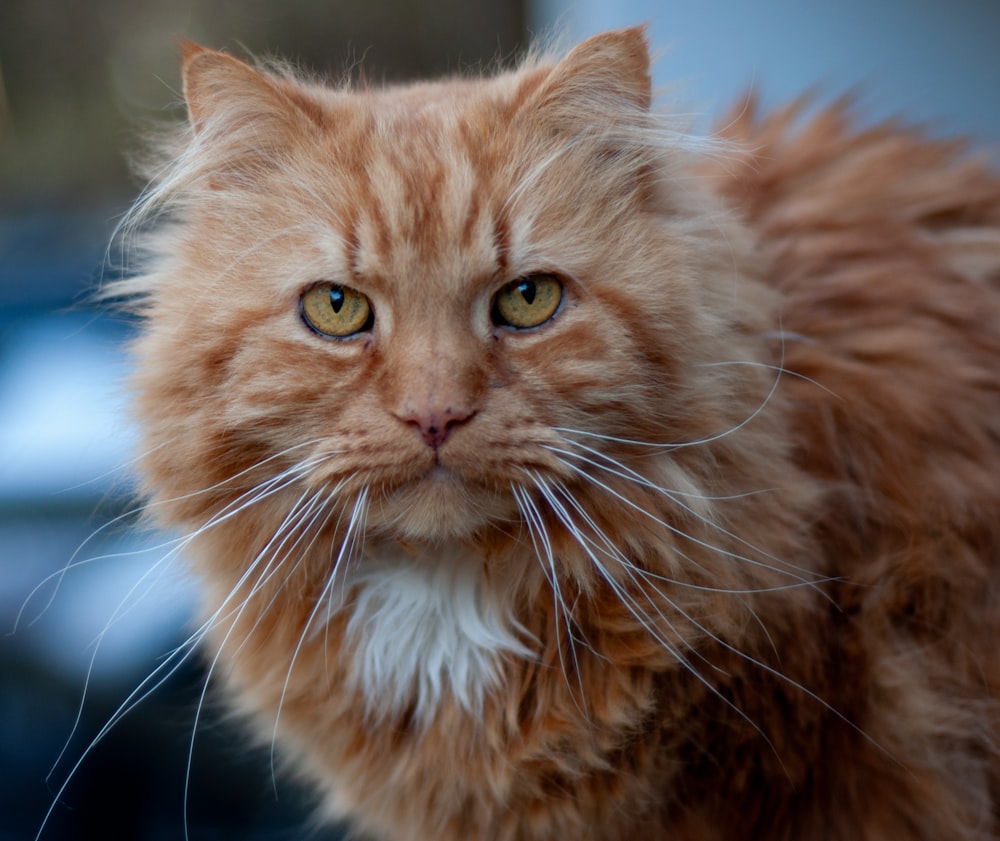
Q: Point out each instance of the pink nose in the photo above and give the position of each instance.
(436, 425)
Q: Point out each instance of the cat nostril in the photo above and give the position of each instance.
(436, 426)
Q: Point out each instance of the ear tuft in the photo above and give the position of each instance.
(612, 69)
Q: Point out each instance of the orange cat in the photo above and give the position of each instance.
(552, 475)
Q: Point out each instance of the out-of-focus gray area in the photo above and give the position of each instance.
(91, 605)
(86, 597)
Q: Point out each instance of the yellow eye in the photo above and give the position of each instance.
(527, 301)
(335, 310)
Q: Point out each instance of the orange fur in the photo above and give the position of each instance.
(727, 522)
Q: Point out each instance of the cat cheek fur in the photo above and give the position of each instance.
(710, 554)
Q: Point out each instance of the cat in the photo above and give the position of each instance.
(551, 473)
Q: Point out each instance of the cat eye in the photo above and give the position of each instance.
(334, 310)
(527, 302)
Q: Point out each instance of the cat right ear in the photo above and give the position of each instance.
(239, 107)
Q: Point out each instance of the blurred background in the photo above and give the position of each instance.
(86, 599)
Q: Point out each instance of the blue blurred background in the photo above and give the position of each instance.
(77, 82)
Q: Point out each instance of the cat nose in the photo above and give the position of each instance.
(435, 425)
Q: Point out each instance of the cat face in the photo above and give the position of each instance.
(419, 296)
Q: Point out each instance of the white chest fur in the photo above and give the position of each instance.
(426, 626)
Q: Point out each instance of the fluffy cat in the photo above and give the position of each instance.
(551, 474)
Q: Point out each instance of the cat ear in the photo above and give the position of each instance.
(224, 92)
(605, 74)
(243, 116)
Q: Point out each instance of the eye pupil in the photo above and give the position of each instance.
(337, 298)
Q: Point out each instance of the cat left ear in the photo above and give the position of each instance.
(608, 72)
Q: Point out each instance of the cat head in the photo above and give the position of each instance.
(443, 305)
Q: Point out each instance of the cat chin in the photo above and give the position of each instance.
(425, 626)
(439, 507)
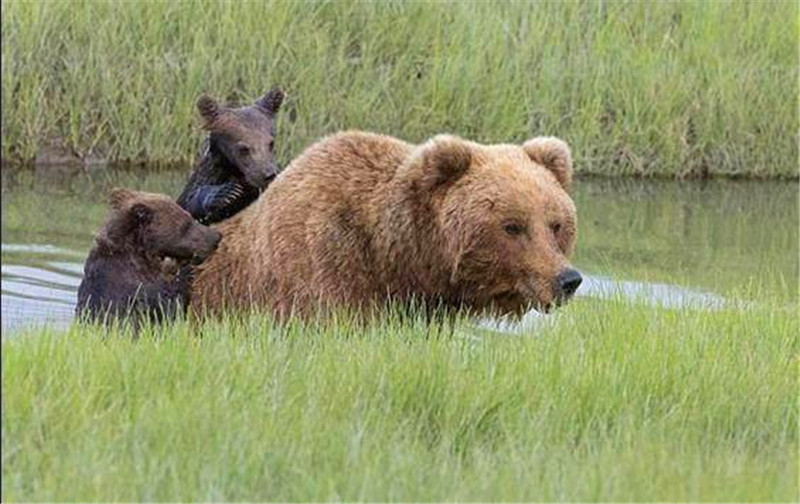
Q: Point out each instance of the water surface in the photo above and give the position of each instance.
(667, 243)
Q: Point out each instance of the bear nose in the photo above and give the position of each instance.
(568, 282)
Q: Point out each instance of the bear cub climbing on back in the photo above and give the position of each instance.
(134, 268)
(237, 158)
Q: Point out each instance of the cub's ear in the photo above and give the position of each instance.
(553, 154)
(208, 107)
(141, 213)
(271, 102)
(441, 160)
(120, 197)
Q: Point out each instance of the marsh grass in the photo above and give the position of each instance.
(611, 401)
(687, 89)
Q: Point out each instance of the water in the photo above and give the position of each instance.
(665, 243)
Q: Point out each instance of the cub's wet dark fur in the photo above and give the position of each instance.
(134, 269)
(236, 162)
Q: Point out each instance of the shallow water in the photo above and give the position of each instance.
(666, 243)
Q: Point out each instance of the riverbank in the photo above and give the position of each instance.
(686, 90)
(609, 401)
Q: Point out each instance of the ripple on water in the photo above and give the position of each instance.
(42, 291)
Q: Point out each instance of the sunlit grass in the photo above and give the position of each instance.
(613, 401)
(666, 88)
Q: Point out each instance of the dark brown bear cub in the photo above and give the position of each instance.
(131, 270)
(236, 163)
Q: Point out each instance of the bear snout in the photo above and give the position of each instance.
(566, 284)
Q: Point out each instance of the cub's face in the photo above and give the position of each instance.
(163, 228)
(508, 221)
(245, 136)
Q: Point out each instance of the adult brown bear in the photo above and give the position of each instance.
(361, 218)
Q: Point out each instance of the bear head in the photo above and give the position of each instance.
(245, 136)
(504, 220)
(155, 226)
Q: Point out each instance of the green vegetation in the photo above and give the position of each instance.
(723, 236)
(658, 89)
(612, 401)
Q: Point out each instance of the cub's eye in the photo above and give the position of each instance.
(514, 229)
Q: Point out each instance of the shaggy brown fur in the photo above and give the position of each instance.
(134, 267)
(360, 218)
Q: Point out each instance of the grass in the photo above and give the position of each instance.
(611, 401)
(689, 89)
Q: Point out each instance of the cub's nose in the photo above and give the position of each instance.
(567, 282)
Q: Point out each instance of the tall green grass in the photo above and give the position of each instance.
(609, 401)
(648, 88)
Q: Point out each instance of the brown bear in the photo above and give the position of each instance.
(359, 219)
(236, 162)
(134, 268)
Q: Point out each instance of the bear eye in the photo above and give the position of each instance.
(514, 229)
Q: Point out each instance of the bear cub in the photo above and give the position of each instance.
(135, 267)
(236, 162)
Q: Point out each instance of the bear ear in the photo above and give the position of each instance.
(441, 160)
(554, 154)
(208, 107)
(271, 102)
(120, 197)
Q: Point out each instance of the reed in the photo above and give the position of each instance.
(689, 89)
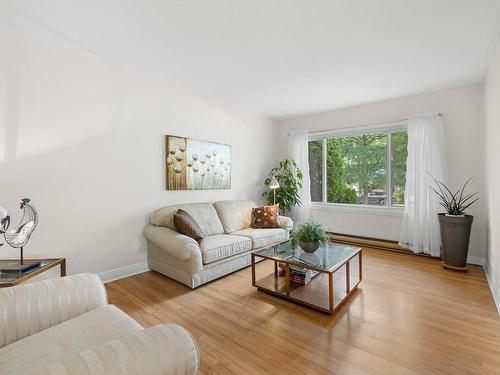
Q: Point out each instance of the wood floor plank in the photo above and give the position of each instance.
(409, 316)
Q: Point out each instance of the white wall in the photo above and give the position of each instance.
(84, 140)
(462, 110)
(492, 136)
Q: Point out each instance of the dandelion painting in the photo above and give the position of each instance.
(196, 165)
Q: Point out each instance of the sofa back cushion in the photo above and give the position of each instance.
(203, 213)
(235, 215)
(187, 226)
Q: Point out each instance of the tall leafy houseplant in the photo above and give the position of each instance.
(454, 224)
(289, 177)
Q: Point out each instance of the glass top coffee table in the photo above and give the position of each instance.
(323, 280)
(14, 278)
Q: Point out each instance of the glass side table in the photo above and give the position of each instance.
(15, 278)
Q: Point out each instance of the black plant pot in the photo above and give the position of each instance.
(455, 236)
(309, 247)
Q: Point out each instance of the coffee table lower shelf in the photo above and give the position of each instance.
(327, 292)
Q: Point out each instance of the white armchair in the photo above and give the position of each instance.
(65, 326)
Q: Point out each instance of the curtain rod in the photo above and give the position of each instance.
(362, 126)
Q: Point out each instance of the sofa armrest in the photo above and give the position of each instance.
(286, 222)
(29, 308)
(162, 349)
(176, 244)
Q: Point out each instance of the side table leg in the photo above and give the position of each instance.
(63, 267)
(330, 292)
(253, 269)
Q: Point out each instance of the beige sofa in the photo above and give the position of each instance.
(229, 241)
(65, 326)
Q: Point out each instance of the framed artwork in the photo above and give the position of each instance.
(196, 165)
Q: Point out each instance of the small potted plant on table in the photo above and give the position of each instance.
(454, 224)
(309, 236)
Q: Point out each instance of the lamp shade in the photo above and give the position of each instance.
(274, 183)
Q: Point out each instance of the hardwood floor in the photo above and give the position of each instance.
(409, 316)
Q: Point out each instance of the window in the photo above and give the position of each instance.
(353, 168)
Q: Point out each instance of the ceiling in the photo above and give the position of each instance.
(279, 58)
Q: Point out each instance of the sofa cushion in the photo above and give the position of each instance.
(266, 217)
(263, 237)
(186, 225)
(70, 337)
(221, 246)
(235, 215)
(203, 213)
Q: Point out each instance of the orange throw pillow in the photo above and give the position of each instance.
(266, 217)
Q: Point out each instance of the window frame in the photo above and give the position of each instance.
(388, 128)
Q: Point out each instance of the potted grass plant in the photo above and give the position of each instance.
(454, 224)
(309, 236)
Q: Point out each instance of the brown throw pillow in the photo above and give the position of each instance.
(185, 224)
(266, 217)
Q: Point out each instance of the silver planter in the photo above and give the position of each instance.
(309, 247)
(455, 236)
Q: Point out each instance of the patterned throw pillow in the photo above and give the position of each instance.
(185, 224)
(266, 217)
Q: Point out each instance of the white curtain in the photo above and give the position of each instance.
(298, 150)
(426, 158)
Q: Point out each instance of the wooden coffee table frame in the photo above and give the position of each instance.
(350, 290)
(18, 279)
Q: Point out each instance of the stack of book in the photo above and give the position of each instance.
(301, 275)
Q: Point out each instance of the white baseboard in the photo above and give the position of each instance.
(475, 260)
(495, 290)
(122, 272)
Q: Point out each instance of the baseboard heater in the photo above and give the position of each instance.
(373, 243)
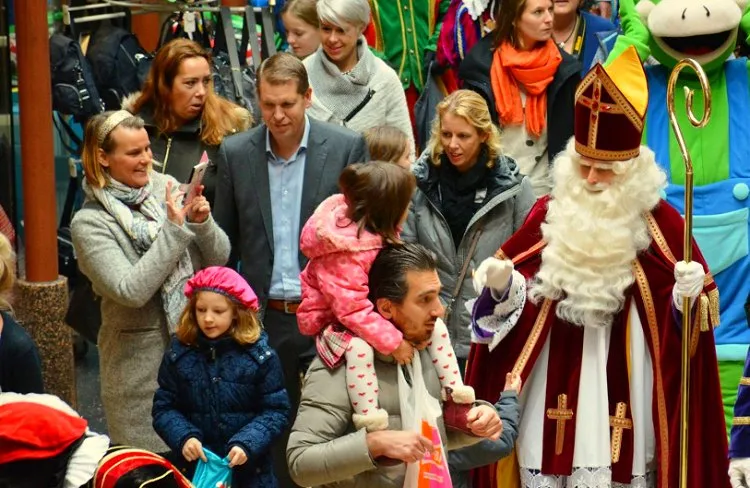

==*==

Extract every line of the entries above that contains the word "curtain", copying each line in full; treat case as significant.

SOLUTION BELOW:
Q: Point out each instance of the curtain rod in the photo above and give the position of each instance.
Q: Point out each instance of the white curtain in the photo above and give the position of each instance.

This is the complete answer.